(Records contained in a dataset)
━━━━━━━━

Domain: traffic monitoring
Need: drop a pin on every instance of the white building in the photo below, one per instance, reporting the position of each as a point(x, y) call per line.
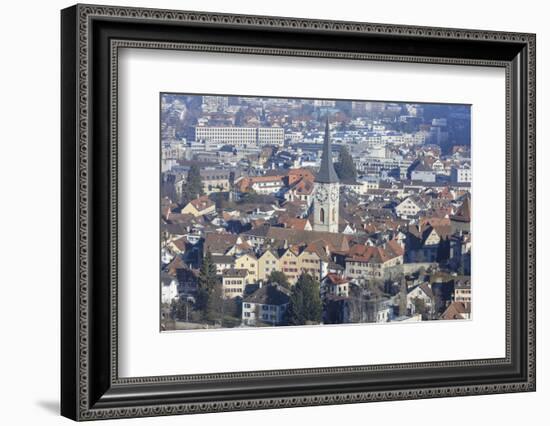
point(239, 136)
point(169, 290)
point(409, 208)
point(462, 174)
point(268, 304)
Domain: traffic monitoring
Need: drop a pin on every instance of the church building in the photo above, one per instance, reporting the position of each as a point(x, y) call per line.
point(327, 191)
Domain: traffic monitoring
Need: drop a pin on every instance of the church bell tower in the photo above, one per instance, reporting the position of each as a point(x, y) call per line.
point(327, 191)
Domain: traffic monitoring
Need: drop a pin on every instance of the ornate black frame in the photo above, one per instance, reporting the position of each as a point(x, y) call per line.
point(91, 37)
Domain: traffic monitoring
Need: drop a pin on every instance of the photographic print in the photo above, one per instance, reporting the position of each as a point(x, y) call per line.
point(291, 212)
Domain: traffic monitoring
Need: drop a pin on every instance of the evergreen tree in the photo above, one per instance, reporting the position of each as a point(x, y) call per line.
point(206, 282)
point(215, 306)
point(192, 188)
point(345, 167)
point(305, 302)
point(279, 278)
point(403, 297)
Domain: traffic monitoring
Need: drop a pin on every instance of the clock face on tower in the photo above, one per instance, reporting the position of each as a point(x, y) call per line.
point(321, 194)
point(334, 194)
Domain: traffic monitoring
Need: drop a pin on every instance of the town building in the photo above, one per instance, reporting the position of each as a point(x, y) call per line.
point(199, 206)
point(266, 305)
point(234, 282)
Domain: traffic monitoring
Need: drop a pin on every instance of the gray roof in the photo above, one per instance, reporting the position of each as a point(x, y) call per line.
point(327, 174)
point(270, 294)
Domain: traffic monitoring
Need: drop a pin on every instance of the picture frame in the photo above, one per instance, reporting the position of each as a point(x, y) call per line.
point(90, 385)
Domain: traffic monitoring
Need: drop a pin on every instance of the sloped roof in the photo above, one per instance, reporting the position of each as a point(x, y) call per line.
point(219, 242)
point(456, 310)
point(269, 295)
point(463, 213)
point(202, 203)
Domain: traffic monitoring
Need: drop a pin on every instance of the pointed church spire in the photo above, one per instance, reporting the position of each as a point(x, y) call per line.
point(327, 174)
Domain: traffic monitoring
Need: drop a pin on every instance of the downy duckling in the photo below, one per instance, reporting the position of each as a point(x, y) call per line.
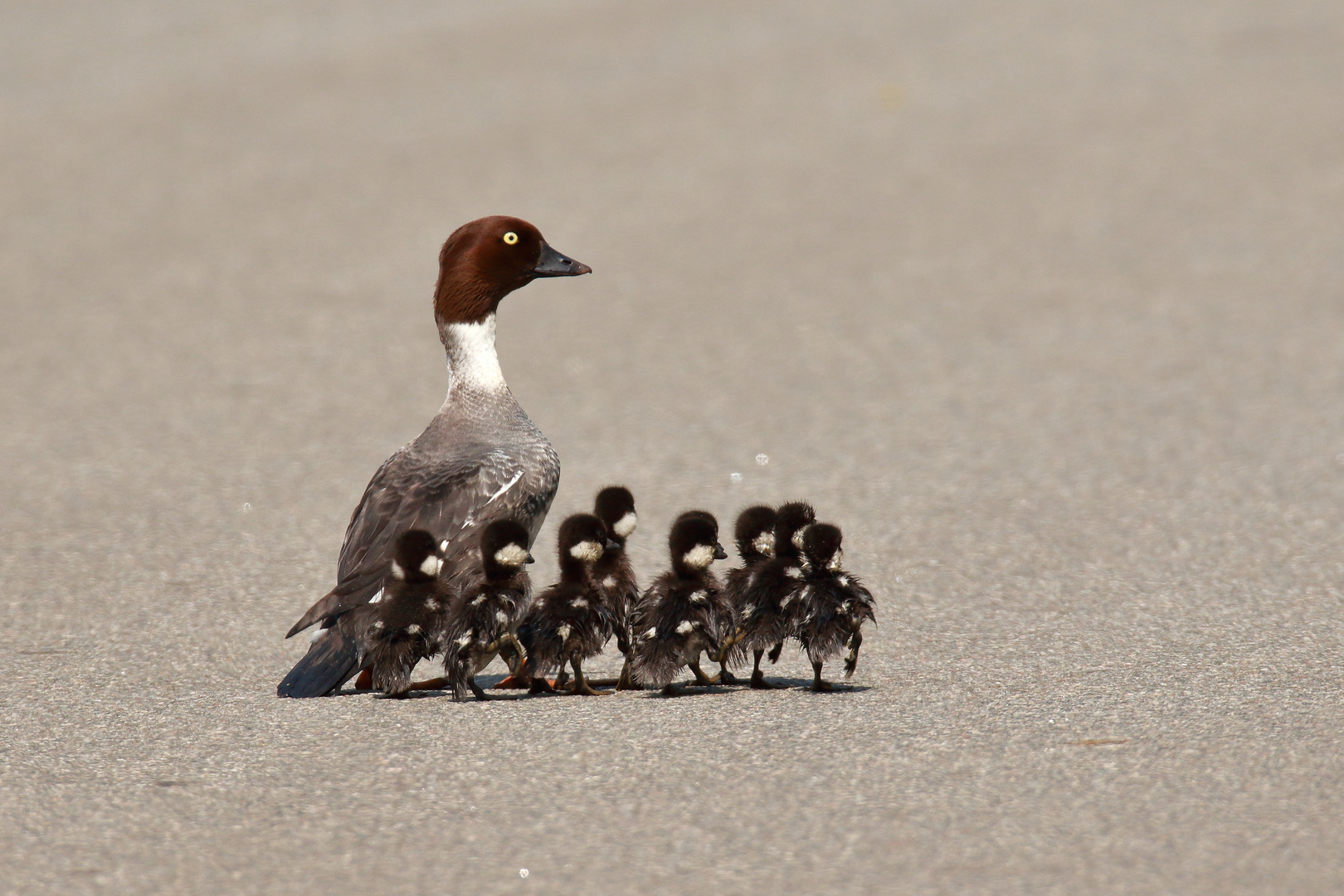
point(832, 605)
point(485, 617)
point(569, 622)
point(613, 575)
point(387, 637)
point(679, 617)
point(754, 536)
point(767, 614)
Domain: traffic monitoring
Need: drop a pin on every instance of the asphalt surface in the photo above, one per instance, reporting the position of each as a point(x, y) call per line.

━━━━━━━━

● TASK STATEMENT
Change "white building" to "red building" in the data, starting with its first line and going on through the line with "point(268, 304)", and write those lines out again with nothing else altered. Leave the pictures out of your answer.

● WRITTEN REPLY
Domain: traffic monitoring
Need: drop a pin on every instance of the red building in the photo below, one per instance, reporting the position of each as a point(x, y) call per line.
point(239, 136)
point(169, 290)
point(409, 208)
point(462, 174)
point(268, 304)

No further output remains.